Your goal: Lines from the one containing "Check that each instance of the sliced" through the last line of the data are to be repeated word for word, both ends included.

-- begin --

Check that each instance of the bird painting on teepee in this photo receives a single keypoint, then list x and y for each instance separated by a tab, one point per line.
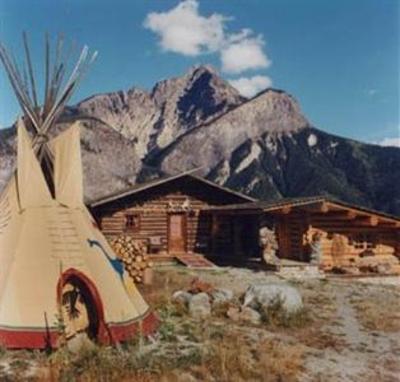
53	258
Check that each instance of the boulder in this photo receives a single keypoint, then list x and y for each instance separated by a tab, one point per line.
250	315
265	295
182	297
198	286
233	313
220	296
384	269
199	305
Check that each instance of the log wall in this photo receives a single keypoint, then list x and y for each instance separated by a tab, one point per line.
153	220
341	245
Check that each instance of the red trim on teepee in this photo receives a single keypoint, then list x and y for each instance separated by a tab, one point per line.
112	333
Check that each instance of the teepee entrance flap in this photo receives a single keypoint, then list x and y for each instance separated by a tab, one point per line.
68	177
32	186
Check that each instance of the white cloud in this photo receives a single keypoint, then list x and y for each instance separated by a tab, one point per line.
243	52
183	30
395	141
250	86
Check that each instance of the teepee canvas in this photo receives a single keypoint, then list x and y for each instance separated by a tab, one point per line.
58	275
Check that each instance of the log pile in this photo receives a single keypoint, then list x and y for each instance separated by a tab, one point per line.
134	256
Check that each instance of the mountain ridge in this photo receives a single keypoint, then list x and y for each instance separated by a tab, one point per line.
263	146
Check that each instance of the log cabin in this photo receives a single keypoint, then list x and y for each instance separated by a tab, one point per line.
183	216
350	236
168	216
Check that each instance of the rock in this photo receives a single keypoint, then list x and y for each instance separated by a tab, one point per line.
301	272
233	313
199	305
266	294
384	269
198	286
351	271
250	315
182	297
220	296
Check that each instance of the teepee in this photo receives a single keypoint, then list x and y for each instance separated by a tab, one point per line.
59	278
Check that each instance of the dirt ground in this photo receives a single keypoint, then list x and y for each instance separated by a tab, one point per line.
349	331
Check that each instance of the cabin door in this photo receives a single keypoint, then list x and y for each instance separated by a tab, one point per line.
176	233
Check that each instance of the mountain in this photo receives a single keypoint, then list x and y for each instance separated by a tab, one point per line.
263	146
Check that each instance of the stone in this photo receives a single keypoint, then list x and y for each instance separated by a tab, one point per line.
182	297
301	272
220	296
265	295
198	286
250	315
233	313
199	305
384	269
351	271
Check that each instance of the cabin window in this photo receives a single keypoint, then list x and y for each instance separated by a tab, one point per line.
364	241
132	222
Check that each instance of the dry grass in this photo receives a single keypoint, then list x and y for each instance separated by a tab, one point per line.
378	310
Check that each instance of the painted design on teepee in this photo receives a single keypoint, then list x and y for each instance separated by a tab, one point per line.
45	223
115	263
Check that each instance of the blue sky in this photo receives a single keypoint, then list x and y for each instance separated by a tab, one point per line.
339	58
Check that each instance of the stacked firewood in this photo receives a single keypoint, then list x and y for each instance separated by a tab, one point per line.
134	256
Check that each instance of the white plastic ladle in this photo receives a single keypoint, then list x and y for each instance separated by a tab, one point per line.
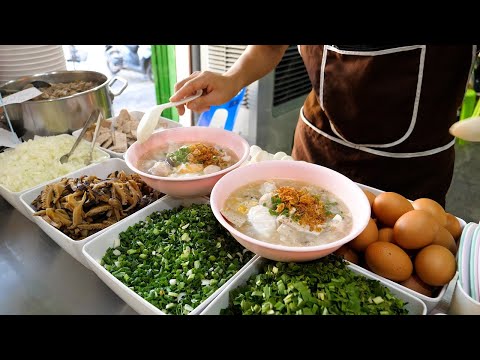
467	129
149	120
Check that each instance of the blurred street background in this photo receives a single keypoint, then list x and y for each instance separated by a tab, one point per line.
140	92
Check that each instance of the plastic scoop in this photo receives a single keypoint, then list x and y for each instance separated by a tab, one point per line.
149	120
467	129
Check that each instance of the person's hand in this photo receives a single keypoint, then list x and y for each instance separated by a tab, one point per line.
217	89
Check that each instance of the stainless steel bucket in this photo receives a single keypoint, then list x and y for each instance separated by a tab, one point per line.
63	115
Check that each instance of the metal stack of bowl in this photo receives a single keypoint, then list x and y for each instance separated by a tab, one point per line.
22	60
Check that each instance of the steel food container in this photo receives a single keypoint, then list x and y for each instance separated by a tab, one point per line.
62	115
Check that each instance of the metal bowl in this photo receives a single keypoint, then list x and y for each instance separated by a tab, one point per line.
63	115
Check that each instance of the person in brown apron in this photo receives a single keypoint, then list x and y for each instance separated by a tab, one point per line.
378	114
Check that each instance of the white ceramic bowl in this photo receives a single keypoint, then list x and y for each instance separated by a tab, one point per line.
73	247
414	306
194	185
332	181
95	250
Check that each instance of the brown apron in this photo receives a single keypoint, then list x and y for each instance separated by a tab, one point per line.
381	116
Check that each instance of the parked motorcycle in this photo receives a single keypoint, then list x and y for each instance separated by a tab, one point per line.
131	57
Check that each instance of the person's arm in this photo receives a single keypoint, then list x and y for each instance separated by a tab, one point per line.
254	63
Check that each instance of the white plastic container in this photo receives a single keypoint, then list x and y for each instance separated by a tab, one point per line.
462	303
415	306
73	247
95	250
13	197
431	302
163	123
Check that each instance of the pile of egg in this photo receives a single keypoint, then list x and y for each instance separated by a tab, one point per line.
412	243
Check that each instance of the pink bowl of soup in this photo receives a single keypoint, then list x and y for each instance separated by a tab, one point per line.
187	161
290	210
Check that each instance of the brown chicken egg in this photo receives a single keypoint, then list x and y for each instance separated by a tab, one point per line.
386	234
366	237
370	196
415	229
433	208
444	238
416	284
389	206
348	254
435	265
388	260
453	226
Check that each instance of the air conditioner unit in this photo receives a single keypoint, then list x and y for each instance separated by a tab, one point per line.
269	112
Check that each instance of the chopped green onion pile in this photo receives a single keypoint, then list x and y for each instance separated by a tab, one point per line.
321	287
177	258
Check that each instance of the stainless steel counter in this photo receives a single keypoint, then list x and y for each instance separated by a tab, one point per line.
39	277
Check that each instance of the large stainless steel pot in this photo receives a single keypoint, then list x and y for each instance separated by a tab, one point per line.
63	115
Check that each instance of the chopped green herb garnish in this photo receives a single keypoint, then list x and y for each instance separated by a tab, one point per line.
176	258
321	287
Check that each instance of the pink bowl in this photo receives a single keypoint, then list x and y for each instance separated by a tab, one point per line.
194	186
338	184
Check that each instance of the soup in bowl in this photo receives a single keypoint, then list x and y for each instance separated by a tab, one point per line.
187	161
290	210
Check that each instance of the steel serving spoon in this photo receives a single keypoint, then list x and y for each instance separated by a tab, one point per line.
149	120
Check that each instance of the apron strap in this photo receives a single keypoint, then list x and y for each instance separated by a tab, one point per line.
373	151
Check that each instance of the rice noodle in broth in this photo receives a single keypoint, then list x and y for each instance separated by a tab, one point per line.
186	159
288	212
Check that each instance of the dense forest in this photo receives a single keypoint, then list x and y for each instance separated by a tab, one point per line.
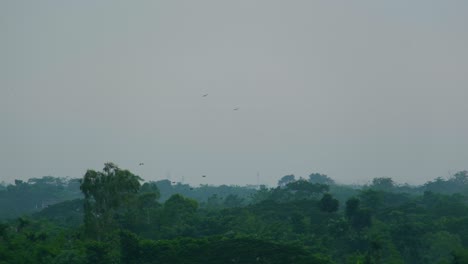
113	216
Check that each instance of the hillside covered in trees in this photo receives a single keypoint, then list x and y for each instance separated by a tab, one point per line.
113	216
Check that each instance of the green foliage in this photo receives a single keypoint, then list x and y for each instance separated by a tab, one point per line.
106	195
299	222
328	203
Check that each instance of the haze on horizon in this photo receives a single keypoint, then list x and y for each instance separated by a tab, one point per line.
351	89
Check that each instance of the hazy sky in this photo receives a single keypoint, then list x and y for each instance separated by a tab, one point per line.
351	89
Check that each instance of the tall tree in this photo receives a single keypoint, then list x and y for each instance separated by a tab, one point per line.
106	194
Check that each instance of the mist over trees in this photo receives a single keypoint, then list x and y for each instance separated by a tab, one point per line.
113	216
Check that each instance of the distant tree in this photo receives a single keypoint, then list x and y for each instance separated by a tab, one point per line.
352	207
303	189
321	179
105	194
328	203
384	184
233	200
285	180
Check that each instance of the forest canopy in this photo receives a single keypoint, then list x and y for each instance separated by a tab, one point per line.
113	216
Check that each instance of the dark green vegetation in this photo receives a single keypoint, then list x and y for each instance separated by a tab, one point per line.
111	217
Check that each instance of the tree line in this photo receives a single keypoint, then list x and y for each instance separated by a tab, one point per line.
115	217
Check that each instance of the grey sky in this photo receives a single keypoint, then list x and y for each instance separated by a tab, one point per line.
352	89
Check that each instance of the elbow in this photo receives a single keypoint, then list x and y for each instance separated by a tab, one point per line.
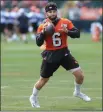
78	34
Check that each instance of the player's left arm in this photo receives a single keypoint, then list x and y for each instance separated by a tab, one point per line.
74	33
71	30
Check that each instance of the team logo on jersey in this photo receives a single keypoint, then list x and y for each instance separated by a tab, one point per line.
63	25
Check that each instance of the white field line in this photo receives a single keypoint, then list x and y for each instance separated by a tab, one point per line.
50	97
52	87
29	107
3	87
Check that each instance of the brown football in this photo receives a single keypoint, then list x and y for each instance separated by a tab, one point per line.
50	29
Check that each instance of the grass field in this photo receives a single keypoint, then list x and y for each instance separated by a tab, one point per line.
20	66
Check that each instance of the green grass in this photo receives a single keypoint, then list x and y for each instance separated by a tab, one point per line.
20	67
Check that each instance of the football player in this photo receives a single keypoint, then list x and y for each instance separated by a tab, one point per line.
56	53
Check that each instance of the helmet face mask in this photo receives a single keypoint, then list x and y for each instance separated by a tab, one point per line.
52	14
51	11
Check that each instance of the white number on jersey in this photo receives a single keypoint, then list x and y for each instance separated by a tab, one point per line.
56	40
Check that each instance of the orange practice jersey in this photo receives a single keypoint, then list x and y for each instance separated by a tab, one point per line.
59	39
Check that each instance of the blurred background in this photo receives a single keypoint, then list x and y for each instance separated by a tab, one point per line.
82	13
21	57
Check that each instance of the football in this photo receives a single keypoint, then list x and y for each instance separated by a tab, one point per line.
49	29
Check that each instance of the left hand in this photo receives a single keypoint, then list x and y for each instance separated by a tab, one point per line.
64	29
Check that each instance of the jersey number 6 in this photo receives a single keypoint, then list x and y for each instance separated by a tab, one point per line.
56	40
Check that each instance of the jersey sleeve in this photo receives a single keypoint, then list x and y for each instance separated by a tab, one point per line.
40	28
69	24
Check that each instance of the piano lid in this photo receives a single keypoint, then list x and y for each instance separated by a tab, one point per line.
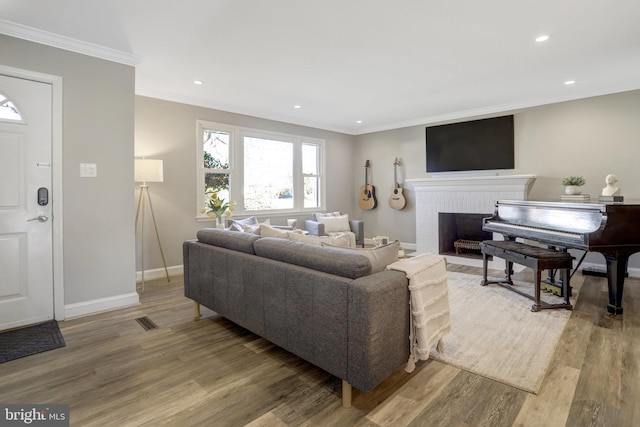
578	218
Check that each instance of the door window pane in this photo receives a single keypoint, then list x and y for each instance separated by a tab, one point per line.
8	111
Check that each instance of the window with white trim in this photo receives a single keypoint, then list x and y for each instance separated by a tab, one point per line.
254	171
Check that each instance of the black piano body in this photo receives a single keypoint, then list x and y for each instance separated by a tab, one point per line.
613	229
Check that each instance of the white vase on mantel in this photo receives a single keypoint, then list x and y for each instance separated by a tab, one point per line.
572	190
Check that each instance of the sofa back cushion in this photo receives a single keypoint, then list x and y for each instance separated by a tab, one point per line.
325	259
242	242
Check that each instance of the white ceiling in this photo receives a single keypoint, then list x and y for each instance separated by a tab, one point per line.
388	64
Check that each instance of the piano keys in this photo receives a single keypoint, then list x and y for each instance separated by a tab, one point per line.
611	229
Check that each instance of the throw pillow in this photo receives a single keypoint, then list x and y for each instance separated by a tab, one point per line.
268	231
237	224
342	239
315	216
379	257
333	224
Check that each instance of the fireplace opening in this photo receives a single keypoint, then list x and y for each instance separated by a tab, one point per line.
460	234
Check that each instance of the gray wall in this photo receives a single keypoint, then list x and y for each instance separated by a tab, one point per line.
167	130
591	137
98	127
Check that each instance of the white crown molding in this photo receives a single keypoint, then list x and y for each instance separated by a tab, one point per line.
206	103
67	43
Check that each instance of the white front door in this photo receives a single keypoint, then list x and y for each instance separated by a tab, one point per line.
26	247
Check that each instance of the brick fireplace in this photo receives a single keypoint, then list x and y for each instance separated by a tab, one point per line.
466	194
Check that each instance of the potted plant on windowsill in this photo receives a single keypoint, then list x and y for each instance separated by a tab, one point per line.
572	184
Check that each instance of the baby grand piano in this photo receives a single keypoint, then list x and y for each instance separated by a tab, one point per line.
612	229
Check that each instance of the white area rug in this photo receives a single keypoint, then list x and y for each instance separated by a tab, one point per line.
495	334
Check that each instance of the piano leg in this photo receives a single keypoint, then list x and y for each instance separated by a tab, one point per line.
616	271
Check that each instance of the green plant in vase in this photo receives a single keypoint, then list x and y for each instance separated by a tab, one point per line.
572	184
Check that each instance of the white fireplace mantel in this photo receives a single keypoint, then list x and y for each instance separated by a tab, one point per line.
461	194
498	183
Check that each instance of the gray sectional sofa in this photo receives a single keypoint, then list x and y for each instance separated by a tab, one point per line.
320	303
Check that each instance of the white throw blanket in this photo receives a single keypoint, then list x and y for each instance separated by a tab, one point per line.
429	303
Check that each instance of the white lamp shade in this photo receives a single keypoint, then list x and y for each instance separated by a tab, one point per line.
148	170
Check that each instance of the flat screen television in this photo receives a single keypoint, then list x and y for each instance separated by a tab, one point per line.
485	144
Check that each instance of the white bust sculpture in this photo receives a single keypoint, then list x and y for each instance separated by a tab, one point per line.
611	189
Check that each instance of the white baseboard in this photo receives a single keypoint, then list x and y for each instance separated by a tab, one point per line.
102	304
159	273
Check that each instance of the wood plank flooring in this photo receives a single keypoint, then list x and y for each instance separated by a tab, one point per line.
211	372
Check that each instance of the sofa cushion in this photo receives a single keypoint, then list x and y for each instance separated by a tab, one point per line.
334	223
325	259
242	242
379	257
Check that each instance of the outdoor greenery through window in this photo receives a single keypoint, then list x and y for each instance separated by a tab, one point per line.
249	171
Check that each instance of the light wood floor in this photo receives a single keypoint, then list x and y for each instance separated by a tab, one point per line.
211	372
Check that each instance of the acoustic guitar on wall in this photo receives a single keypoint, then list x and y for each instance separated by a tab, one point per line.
397	200
367	199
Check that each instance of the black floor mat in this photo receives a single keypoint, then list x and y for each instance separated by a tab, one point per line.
30	340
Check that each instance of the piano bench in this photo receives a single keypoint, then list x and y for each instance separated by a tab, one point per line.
534	257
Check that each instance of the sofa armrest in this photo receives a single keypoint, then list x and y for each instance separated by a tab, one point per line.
378	330
357	226
314	228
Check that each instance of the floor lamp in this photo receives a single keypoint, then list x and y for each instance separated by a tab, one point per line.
147	170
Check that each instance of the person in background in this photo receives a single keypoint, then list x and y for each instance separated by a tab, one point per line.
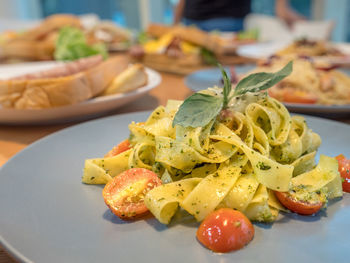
225	15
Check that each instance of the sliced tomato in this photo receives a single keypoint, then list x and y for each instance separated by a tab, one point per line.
124	195
298	97
299	206
344	170
225	230
121	147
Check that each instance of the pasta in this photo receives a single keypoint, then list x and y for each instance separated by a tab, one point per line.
235	161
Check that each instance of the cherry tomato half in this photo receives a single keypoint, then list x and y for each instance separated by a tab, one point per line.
224	230
344	170
124	195
298	206
121	147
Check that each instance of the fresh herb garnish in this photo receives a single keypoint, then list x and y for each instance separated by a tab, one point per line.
263	166
199	109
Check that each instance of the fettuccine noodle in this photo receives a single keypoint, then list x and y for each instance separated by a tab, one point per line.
236	161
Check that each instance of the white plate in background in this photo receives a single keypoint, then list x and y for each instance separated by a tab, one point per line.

-- end --

In response:
Check that each instance of the sliced tomato in this photo receives a single keypoint, then list x and y for each instance separated by a tab, one point per line.
124	195
298	97
299	206
344	170
225	230
121	147
Check that each instance of the pasta in this photo receives a single keypoint, then list x and y for each instance separated by a tab, one point per line.
235	161
Check that each instance of the cherry tomato half in this photo receives a single keypoint, then list x and y for each instance separated by a tab, one point per line.
224	230
344	170
124	195
298	206
121	147
Check that each instance of the fresh herb garnish in this photo receives a single keypoint, then list x and y for each instance separated by a tab, one point per line.
263	166
199	109
Check that each instance of the fettuccine noodle in this photo receives a single keypoint, then list x and y for each instance separated by a tab, one point per line.
236	161
Check that each instance of the white plate in background in this photo receives a single keypoint, then list x and y for each instance separated by a tab, one point per line.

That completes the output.